# Kaynak:
┌────────
4 Şubat 2014 Salı

7- Bir cenaze, bir düğün



Hayat her zaman böyle devam etmez, burada şenlik, orada okul, oyun, oyuncak eğlence. Yer küçük herkes, herkesi tanır bilir. Bu ahengi, bu düzeni arada bir duyulan acı haberler bir ara için durdurur, dondurur. Hele biz çocukların tanıdığımız arkadaşların yakınları ile ilgili olursa. Geçenlerde böyle acı bir olay oldu. Mahalle ve okul arkadaşımın, Nisimin annesi yorgun bir Perşembe günü çamaşırını bitirip, ağır çamaşır sepetini evin ön tarafındaki çinko döşemeli tahta taraçaya pek beyaz yeni yıkanmış çamaşırını asmağa çıktığı anda yağmurlardan karlardan yıpranmış çürümüş taraçanın öndeki korkuluğuna dayanıp biraz nefes almak istediği anda korkuluk kraç deyip kırılınca zavallı kadın taraçadan düşüp öldü.
└────────
# Toplanan malzeme:
┌────────
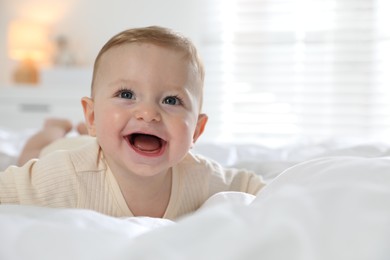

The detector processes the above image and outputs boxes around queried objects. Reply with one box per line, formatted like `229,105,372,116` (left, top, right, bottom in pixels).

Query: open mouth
└────────
# Yapılacak işler:
1. Kaynak metinde "Hayat her zaman" ifadesinden "taraçadan düşüp öldü." ifadesine kadar (bu ifade de dahil) olan bölümü yeniden yaz ve "Perşembe" sözcüğünü "Cuma" olarak değiştir.
2. Kaynak metne göre şu soruları cevaplayın:
(a) Yazının başında hangi tarih yer alıyor?
(b) Yazara göre herkesin herkesi tanımasının sebebi nedir?
(c) Evin ön tarafındaki tahta taraçanın döşemesi neydi?

# Sırayla cevaplar:
1.
Hayat her zaman böyle devam etmez, burada şenlik, orada okul, oyun, oyuncak eğlence. Yer küçük herkes, herkesi tanır bilir. Bu ahengi, bu düzeni arada bir duyulan acı haberler bir ara için durdurur, dondurur. Hele biz çocukların tanıdığımız arkadaşların yakınları ile ilgili olursa. Geçenlerde böyle acı bir olay oldu. Mahalle ve okul arkadaşımın, Nisimin annesi yorgun bir Cuma günü çamaşırını bitirip, ağır çamaşır sepetini evin ön tarafındaki çinko döşemeli tahta taraçaya pek beyaz yeni yıkanmış çamaşırını asmağa çıktığı anda yağmurlardan karlardan yıpranmış çürümüş taraçanın öndeki korkuluğuna dayanıp biraz nefes almak istediği anda korkuluk kraç deyip kırılınca zavallı kadın taraçadan düşüp öldü.

2.
(a) 4 Şubat 2014 Salı.
(b) Yerin küçük olması.
(c) Çinko.